**TEXTAUSZUG**:

------------

David Being a Prophet. The Contingency of Scripture upon History in the New Testament.

Verlag:

Berlin u. a.: De Gruyter 2014. XII, 215 S. = Beihefte zur Zeitschrift für die neutestamentliche Wissenschaft, 207. Geb. EUR 89,95. ISBN 978-3-11-036200-8.

Rezensent:

Lukas Bormann

Der Untertitel der Arbeit ist erklärungsbedürftig. Was meint Benjamin Sargent mit »the contingency of scripture upon history«? S. gibt da nur wenige Hinweise. In einer Fußnote diskutiert er immerhin das für das Verständnis des Begriffs Kontingenz wichtige Gegensatzpaar von »historisch« versus »ontologisch« (23, Anm. 58). Eine begriffsgeschichtliche Klärung fehlt allerdings. Zieht man die Definition, die Richard Rorty in seinem bekannten Buch über Kontingenz vorschlägt, heran, dann wäre folgendes Verständnis plausibel: S. möchte nachweisen, dass das Neue Testament die Schrift (= vereinfacht: das Alte Testament) als kontingent, d. h. als Produkt von Zeit und Zufall, versteht. Der exegetische Beleg dafür, dass die älteste Gemeinde und Jesus selbst die Kontingenz der Schrift anerkannt hätten, soll nach S. dazu verhelfen, die Kontingenzannahmen der historisch-kritischen Methode nicht als Folge einer atheistischen Aufklärung, sondern als »christlich« und somit als theologisch gerechtfertigt anzusehen (129). Die Arbeit entfaltet in den Kapiteln 1–3 die historisch-exegetische Beweisführung an einigen Texten aus dem Hebräerbrief, der Apostelgeschichte und den Synoptikern. Diese Ausführungen legen das Fundament für Kapitel 4, das hermeneutische Überlegungen zur bleibenden Relevanz einer christlich legitimen historischen Methode in den Bibelwissenschaften bietet.

------------

**ZU ERLEDIGEN**:
a) Welche neutestamentlichen Texte zieht die Arbeit laut der Rezension über Sargents Buch in den Kapiteln 1–3 heran?
b) Greifen Sie die Rezension über Sargents Buch nach ihrem letzten Satz auf und schreiben Sie sie weiter.

[Ausgangsdaten]
------------

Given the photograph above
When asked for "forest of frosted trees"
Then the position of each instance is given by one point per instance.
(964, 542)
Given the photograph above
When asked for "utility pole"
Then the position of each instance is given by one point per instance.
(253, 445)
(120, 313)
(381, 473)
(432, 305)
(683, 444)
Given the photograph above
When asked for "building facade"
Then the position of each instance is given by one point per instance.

------------

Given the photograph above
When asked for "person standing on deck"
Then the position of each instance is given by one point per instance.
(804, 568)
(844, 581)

------------

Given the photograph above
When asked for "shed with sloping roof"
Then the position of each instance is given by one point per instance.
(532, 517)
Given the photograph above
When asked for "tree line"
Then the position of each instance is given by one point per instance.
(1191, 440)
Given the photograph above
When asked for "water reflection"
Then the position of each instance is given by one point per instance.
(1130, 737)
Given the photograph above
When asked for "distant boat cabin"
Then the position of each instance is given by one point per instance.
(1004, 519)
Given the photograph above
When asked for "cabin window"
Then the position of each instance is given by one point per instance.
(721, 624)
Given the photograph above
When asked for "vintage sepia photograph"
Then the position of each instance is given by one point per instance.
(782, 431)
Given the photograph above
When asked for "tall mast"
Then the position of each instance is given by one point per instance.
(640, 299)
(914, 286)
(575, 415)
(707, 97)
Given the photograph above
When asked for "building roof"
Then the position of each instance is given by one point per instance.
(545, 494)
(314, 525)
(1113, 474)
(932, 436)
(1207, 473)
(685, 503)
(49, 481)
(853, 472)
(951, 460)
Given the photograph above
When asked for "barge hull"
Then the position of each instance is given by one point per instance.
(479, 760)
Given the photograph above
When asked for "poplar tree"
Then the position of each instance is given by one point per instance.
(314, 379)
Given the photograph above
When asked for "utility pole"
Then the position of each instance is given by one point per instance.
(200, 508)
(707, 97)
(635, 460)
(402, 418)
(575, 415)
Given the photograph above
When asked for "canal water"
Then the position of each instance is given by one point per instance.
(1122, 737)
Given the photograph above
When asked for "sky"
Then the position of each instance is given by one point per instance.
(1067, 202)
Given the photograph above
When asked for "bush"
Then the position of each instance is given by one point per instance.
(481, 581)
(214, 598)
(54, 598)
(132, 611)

------------

**LÖSUNGEN ZUR ÜBUNG**:
a) Texte aus dem Hebräerbrief, der Apostelgeschichte und den Synoptikern.

b)
Kapitel 1 (6–44) befasst sich mit der Auslegung von Ps 95,7–11 und 110,4 in Hebr 4,6–11 und 7,11–19. Hebr 4,6–11 entfalte folgende historische Argumentation auf der Basis von Ps 95 und Grundkenntnissen der Geschichte Israels: Wenn David in Ps 95,11 berichte, Gott werde sie nicht in die »Ruhe« eingehen lassen, belege diese Aussage aus der Zeit Davids, dass es Josua zuvor nicht gelungen sei, Israel in die »Ruhe« zu führen (vgl. Jos 1,12 u. ö.). Dadurch sei erwiesen, dass die »Ruhe« als eschatologisches Ereignis noch ausstünde. In Hebr 7,11–19 werde das historische Argument vorgebracht, dass die Priesterordnung des Melchizedek, die Abraham nach Gen 14 vor der Sinaioffenbarung anerkannt habe, diejenige der Leviten deswegen dauerhaft überbiete, weil David als Autor der Psalmen dies post legem in Ps 110,4 bestätige. Eine solche Argumentation sei trotz aller Nähe hinsichtlich anderer exegetischer Techniken weder bei Philo noch in den Qumrantexten oder in den Rabbinica zu finden. Sie belege vielmehr eine »unverwechselbar christliche Sicht der Geschichte« (43).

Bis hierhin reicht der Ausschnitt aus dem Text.